[Itens de dados]
-- -- --

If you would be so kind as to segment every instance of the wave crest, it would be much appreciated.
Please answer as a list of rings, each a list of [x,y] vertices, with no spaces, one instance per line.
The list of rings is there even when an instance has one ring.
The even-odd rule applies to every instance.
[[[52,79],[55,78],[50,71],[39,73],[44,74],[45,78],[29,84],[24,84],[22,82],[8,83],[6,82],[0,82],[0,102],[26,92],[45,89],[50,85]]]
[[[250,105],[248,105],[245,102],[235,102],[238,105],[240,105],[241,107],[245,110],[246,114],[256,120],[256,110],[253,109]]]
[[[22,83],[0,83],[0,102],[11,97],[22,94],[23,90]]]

-- -- --

# O QUE FAZER
Pode reescrever os registros acima substituindo "wave crest" por "breaking wave" e mantendo todo o resto igual?

# RESULTADO
If you would be so kind as to segment every instance of the breaking wave, it would be much appreciated.
Please answer as a list of rings, each a list of [x,y] vertices, with no spaces, one instance per line.
The list of rings is there even when an instance has one ring.
The even-odd rule applies to every instance.
[[[52,79],[55,78],[50,71],[39,73],[44,74],[45,78],[29,84],[24,84],[22,82],[8,83],[6,82],[0,82],[0,102],[26,92],[45,89],[50,85]]]
[[[250,105],[248,105],[245,102],[235,102],[238,105],[240,105],[241,107],[245,110],[246,114],[256,120],[256,110],[253,109]]]
[[[22,83],[0,83],[0,102],[11,97],[22,94],[23,90]]]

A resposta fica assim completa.